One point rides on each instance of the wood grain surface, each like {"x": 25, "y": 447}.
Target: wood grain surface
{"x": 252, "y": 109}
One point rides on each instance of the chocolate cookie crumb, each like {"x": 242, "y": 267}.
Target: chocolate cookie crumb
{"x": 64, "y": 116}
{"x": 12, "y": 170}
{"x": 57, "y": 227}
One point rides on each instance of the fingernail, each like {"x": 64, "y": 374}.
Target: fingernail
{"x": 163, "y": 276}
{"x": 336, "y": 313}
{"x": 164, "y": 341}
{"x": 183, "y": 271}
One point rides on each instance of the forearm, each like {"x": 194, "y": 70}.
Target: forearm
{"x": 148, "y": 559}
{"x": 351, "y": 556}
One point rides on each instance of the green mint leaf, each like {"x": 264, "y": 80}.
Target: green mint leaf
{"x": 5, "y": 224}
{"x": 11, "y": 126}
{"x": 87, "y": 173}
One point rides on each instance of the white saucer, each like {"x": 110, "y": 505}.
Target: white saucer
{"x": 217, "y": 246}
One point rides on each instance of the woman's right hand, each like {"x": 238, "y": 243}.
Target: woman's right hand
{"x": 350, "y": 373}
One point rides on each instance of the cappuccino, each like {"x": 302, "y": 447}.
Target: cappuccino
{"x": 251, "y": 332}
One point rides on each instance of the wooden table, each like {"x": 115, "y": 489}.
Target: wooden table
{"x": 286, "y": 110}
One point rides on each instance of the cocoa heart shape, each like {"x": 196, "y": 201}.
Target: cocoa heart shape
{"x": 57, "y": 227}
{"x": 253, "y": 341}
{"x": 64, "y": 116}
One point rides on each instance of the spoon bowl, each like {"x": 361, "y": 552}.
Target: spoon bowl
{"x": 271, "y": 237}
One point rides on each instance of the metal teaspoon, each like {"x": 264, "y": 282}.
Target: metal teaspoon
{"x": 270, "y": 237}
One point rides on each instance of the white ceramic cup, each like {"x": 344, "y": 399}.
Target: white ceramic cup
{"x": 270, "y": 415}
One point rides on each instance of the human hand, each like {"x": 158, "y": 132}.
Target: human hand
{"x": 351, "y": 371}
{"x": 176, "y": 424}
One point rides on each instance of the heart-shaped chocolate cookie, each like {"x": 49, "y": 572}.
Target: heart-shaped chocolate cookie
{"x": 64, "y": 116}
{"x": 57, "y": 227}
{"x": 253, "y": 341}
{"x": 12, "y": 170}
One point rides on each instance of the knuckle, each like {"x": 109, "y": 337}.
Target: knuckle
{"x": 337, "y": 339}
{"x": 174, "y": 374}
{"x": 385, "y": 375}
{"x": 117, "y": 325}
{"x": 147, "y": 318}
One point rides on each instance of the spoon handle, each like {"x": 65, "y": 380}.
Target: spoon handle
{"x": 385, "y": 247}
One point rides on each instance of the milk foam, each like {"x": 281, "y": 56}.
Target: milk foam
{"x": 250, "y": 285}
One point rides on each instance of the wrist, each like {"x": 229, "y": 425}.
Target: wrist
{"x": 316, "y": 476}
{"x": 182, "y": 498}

□ □ □ □ □

-- What to work on --
With nothing left out, output the whole listing exactly.

-- Output for this exercise --
One point rides on each instance of the wood grain surface, each like {"x": 25, "y": 447}.
Target: wood grain surface
{"x": 252, "y": 109}
One point rides on each instance of the chocolate cookie crumb, each like {"x": 242, "y": 267}.
Target: chocolate cookie crumb
{"x": 64, "y": 116}
{"x": 12, "y": 170}
{"x": 57, "y": 227}
One point rides on each instance of the fingernail, each like {"x": 64, "y": 374}.
Target: fingernail
{"x": 163, "y": 276}
{"x": 336, "y": 313}
{"x": 164, "y": 341}
{"x": 183, "y": 271}
One point rides on each instance of the forearm, each like {"x": 194, "y": 70}.
Target: forearm
{"x": 148, "y": 559}
{"x": 351, "y": 556}
One point rides on each instance of the green mint leaf, each like {"x": 264, "y": 80}.
Target: green mint leaf
{"x": 5, "y": 224}
{"x": 11, "y": 126}
{"x": 87, "y": 173}
One point rides on each instance of the white saucer, each like {"x": 110, "y": 505}.
Target: white saucer
{"x": 217, "y": 246}
One point rides on each instance of the woman's right hand, each like {"x": 238, "y": 243}.
Target: woman's right hand
{"x": 350, "y": 373}
One point rides on each instance of the cappuccino, each like {"x": 302, "y": 447}.
Target: cappuccino
{"x": 251, "y": 332}
One point rides on each instance of the wooden table, each like {"x": 115, "y": 489}.
Target: wooden table
{"x": 286, "y": 110}
One point rides on each instance of the cocoa heart shape, each like {"x": 196, "y": 201}.
Target: cocoa heart shape
{"x": 57, "y": 227}
{"x": 253, "y": 341}
{"x": 64, "y": 116}
One point rides on each instance of the spoon bowl, each like {"x": 361, "y": 552}.
Target: spoon bowl
{"x": 271, "y": 237}
One point rides on each instance of the metal teaspoon, each like {"x": 264, "y": 282}.
Target: metal teaspoon
{"x": 270, "y": 237}
One point rides on each instance of the white ceramic cup, each like {"x": 344, "y": 399}.
Target: white ceramic cup
{"x": 270, "y": 415}
One point rides on each instance of the human hand, each like {"x": 158, "y": 132}.
Target: human hand
{"x": 351, "y": 371}
{"x": 176, "y": 424}
One point rides on each instance of the heart-shaped chocolate cookie, each like {"x": 49, "y": 572}.
Target: heart-shaped chocolate cookie
{"x": 64, "y": 116}
{"x": 57, "y": 227}
{"x": 253, "y": 341}
{"x": 12, "y": 170}
One point rides on each instance of the knuckle, each like {"x": 109, "y": 337}.
Target: knuckle
{"x": 337, "y": 339}
{"x": 174, "y": 374}
{"x": 385, "y": 375}
{"x": 117, "y": 325}
{"x": 147, "y": 318}
One point rides on each instance of the spoon handle, each like {"x": 65, "y": 380}.
Target: spoon handle
{"x": 385, "y": 247}
One point rides on each instance of the milk foam, each like {"x": 281, "y": 56}.
Target: milk foam
{"x": 250, "y": 285}
One point rides on each instance of the wrist, each like {"x": 229, "y": 425}.
Target: wrist
{"x": 316, "y": 476}
{"x": 182, "y": 498}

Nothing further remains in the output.